*WORK TO COMPLETE*
Pull out every line in the items below that contains the word "tree", and copy each of those lines in full.

(Records from a dataset)
━━━━━━━━━━━━━━━━━━━━━━━━━━━━━━

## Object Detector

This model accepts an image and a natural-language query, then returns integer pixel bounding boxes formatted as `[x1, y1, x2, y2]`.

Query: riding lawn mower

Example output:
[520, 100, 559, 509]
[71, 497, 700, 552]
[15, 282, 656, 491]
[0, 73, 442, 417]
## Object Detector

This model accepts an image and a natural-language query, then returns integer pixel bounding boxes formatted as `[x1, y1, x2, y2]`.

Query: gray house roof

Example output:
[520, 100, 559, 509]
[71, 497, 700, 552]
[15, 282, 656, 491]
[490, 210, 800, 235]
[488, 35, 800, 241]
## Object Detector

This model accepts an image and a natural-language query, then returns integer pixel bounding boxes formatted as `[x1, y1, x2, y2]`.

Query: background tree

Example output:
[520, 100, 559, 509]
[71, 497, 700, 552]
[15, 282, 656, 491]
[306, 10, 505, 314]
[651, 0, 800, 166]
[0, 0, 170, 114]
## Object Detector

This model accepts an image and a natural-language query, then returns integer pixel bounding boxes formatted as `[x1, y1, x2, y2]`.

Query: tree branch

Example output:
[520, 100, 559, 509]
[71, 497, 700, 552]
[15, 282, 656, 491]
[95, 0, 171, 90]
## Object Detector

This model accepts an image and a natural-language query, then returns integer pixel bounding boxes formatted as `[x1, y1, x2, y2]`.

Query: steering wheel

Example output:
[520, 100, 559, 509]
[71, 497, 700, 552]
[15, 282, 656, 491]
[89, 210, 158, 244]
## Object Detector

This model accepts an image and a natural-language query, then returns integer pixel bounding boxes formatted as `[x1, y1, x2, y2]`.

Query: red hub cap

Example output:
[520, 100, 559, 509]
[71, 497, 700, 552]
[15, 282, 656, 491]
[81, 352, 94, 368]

━━━━━━━━━━━━━━━━━━━━━━━━━━━━━━

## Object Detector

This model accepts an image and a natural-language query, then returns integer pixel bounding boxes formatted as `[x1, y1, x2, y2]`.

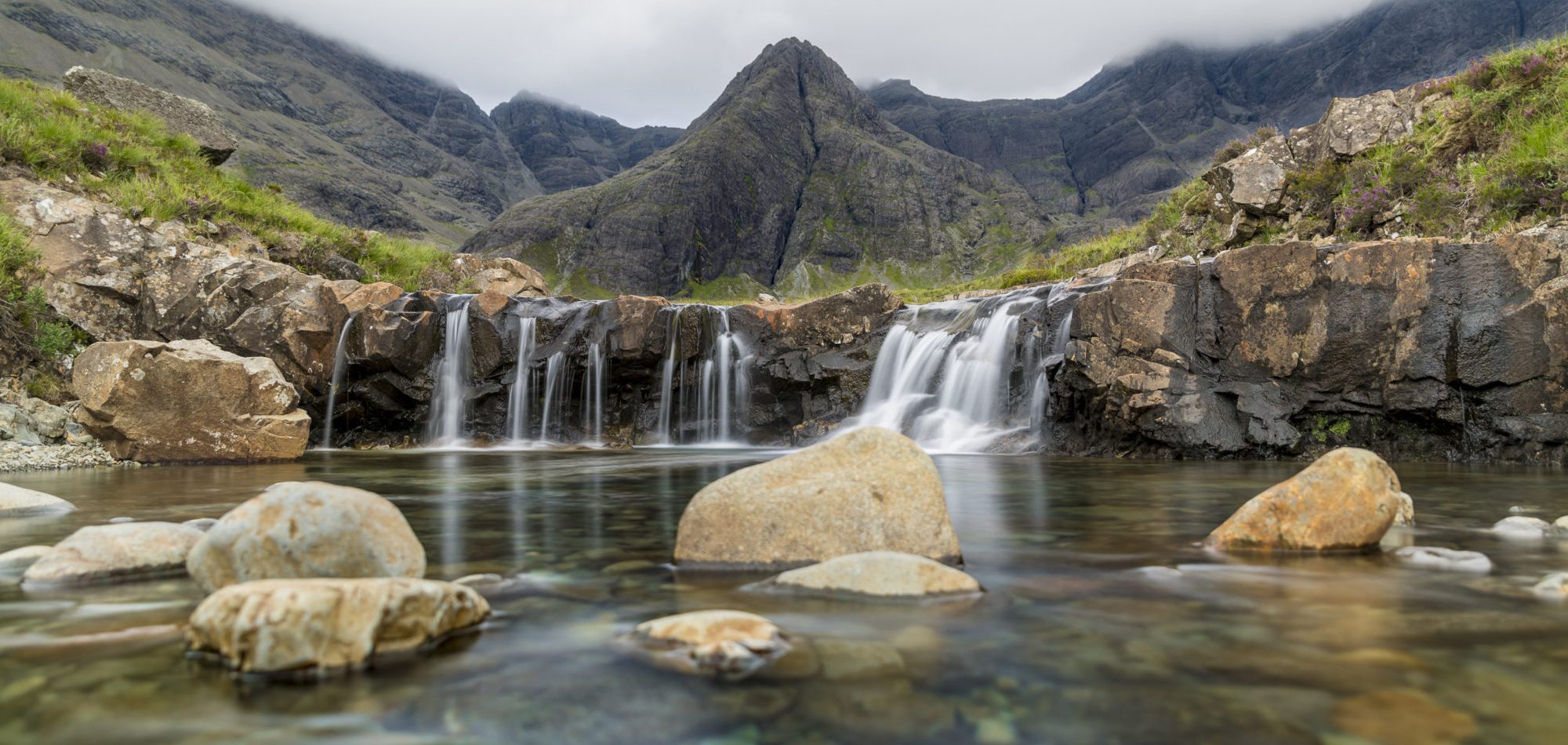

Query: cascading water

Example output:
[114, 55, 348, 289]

━━━━━━━━━━━━━━━━━━━━━━━━━━━━━━

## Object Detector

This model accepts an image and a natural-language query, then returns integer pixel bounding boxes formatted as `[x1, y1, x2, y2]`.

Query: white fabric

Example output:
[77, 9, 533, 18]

━━━━━━━━━━━━━━━━━━━━━━━━━━━━━━

*SOLUTION FOR THIS TASK*
Query: background tree
Query: tree branch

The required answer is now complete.